> _PROBLEM TO WORK ON_
Locate every line in the records below that contains the word "target", and copy each one.

> _DATASET CONTENT_
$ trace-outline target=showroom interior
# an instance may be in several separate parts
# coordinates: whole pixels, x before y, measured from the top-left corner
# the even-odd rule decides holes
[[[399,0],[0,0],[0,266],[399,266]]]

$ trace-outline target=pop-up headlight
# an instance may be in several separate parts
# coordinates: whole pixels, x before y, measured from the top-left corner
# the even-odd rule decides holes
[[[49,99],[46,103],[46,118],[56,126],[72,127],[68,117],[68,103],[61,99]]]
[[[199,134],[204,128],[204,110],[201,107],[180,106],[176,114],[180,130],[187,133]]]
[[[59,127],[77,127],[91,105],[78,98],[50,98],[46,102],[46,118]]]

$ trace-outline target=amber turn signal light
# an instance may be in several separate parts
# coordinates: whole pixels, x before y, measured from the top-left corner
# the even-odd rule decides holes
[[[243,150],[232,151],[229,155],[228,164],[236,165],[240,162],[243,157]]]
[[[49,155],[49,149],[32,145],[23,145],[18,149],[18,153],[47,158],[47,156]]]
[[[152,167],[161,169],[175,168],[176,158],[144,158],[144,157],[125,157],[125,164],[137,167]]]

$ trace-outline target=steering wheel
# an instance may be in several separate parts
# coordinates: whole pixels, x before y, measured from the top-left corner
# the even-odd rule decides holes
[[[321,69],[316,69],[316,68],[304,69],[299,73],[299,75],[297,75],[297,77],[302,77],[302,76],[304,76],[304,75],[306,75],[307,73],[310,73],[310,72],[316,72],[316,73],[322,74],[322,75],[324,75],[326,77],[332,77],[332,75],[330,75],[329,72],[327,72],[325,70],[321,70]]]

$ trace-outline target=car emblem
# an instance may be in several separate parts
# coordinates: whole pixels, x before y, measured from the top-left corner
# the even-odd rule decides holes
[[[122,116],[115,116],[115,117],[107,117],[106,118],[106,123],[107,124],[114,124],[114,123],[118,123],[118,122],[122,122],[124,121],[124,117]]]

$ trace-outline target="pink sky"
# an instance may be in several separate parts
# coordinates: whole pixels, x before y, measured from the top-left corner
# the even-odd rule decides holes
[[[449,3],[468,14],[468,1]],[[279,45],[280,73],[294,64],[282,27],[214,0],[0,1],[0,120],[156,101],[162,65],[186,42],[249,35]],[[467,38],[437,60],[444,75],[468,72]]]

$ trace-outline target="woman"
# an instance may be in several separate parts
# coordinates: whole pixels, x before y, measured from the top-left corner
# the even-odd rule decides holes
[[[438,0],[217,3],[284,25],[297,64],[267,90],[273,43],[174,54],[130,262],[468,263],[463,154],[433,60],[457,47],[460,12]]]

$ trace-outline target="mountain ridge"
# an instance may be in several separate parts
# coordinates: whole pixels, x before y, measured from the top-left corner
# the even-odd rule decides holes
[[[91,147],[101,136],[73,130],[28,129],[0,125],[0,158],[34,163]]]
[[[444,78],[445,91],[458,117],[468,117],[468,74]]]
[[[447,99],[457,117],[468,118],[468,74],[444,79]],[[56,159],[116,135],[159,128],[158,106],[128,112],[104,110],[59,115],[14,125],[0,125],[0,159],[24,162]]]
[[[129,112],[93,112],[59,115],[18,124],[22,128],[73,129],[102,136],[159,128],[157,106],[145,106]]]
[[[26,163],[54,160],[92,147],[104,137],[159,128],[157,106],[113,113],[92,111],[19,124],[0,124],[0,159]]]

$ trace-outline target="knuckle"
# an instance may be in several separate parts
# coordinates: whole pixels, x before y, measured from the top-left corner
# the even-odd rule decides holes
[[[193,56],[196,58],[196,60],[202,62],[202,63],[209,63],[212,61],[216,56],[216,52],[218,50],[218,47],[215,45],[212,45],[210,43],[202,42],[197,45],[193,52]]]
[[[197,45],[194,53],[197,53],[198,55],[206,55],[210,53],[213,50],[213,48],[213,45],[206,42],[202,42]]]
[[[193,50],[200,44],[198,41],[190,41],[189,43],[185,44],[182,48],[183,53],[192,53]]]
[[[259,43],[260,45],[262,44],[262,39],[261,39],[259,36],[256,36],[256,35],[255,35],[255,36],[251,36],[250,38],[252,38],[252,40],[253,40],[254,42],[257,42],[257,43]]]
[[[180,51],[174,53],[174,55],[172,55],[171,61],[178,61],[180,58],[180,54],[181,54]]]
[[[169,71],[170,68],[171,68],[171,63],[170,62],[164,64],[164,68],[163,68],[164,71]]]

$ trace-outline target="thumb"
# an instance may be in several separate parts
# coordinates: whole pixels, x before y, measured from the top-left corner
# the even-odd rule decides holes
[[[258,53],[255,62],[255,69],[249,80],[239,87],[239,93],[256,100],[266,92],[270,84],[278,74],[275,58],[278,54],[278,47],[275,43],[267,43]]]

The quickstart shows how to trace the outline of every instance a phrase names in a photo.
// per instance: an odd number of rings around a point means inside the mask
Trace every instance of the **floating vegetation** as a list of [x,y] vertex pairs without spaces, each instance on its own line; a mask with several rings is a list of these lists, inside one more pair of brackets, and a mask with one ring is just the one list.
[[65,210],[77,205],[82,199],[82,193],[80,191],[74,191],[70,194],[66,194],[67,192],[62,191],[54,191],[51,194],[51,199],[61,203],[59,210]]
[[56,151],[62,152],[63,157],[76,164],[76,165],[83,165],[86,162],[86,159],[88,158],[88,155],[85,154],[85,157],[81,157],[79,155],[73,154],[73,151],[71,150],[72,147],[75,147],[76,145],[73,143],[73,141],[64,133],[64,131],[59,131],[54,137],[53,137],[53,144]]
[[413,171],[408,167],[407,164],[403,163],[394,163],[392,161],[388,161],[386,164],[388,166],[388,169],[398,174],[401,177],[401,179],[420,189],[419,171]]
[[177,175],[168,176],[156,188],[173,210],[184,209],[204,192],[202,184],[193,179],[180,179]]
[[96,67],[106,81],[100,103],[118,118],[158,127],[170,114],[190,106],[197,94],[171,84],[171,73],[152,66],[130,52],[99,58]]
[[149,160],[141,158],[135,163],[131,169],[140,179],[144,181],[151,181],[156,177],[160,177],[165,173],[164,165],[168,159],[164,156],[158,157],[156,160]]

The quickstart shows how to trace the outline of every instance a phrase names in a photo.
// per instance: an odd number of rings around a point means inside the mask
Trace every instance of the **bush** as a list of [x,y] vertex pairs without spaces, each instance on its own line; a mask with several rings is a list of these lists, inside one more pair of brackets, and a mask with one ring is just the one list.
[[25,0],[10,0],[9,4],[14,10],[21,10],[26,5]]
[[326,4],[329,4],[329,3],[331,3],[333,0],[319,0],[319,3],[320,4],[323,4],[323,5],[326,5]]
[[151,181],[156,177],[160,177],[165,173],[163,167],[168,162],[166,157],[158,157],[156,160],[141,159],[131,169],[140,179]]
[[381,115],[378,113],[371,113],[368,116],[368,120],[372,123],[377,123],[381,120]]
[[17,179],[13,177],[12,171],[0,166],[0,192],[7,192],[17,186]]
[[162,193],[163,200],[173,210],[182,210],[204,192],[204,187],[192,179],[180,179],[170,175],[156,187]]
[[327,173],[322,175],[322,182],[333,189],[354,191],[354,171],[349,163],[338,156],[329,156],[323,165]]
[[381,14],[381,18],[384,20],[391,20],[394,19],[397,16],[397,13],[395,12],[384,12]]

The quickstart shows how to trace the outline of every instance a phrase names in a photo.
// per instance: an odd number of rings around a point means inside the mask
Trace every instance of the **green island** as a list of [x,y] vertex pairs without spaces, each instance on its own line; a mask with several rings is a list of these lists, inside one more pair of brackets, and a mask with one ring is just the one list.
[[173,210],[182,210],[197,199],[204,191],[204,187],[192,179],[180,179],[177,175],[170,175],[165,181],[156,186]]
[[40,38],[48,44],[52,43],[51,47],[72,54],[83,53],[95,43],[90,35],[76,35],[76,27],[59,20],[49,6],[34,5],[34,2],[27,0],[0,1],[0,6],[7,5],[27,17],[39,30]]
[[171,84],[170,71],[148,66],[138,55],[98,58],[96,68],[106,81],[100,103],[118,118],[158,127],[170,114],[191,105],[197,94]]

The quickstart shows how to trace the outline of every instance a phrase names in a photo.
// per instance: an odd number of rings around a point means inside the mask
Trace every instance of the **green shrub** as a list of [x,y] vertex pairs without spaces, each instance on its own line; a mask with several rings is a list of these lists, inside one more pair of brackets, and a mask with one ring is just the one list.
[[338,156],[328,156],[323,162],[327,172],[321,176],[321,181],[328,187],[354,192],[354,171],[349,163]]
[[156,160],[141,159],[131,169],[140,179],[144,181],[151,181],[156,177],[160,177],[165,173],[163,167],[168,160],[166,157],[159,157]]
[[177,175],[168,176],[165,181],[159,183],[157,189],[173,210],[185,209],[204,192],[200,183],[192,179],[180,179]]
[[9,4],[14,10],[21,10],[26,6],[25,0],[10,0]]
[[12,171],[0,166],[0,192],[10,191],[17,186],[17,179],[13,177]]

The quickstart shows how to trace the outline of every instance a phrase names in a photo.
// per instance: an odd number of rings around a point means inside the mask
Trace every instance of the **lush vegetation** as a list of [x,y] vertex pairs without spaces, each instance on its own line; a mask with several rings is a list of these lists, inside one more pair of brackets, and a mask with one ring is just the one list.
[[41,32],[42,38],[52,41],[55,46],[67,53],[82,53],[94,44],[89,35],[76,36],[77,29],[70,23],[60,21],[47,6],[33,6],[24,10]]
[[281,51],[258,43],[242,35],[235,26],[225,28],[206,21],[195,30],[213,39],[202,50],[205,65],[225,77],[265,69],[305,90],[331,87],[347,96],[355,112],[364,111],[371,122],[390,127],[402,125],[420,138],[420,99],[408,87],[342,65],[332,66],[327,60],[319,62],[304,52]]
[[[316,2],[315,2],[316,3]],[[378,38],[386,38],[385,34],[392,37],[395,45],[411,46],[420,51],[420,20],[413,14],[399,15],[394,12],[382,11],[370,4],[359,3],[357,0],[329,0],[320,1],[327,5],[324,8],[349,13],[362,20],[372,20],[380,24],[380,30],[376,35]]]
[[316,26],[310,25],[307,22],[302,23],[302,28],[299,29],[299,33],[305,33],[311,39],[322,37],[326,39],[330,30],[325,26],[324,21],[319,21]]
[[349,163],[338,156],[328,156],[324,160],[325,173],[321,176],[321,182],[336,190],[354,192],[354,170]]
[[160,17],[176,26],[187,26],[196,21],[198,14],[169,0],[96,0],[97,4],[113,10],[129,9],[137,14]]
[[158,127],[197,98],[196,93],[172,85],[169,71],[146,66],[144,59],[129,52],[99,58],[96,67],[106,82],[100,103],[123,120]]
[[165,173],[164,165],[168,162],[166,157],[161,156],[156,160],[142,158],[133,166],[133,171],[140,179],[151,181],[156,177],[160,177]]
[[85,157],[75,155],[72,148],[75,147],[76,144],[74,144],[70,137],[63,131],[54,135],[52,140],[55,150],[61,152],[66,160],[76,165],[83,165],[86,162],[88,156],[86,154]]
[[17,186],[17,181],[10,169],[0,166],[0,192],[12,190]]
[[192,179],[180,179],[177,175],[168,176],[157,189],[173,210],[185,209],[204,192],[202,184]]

> _WRITTEN RESPONSE_
$ trace-outline target=showroom interior
$ trace-outline target=pop-up headlight
$ trace-outline target=amber turn signal light
$ trace-outline target=steering wheel
$ trace-outline target=car emblem
$ trace-outline target="pink sky"
$ trace-outline target="woman"
$ trace-outline target="mountain ridge"
$ trace-outline target="knuckle"
$ trace-outline target="thumb"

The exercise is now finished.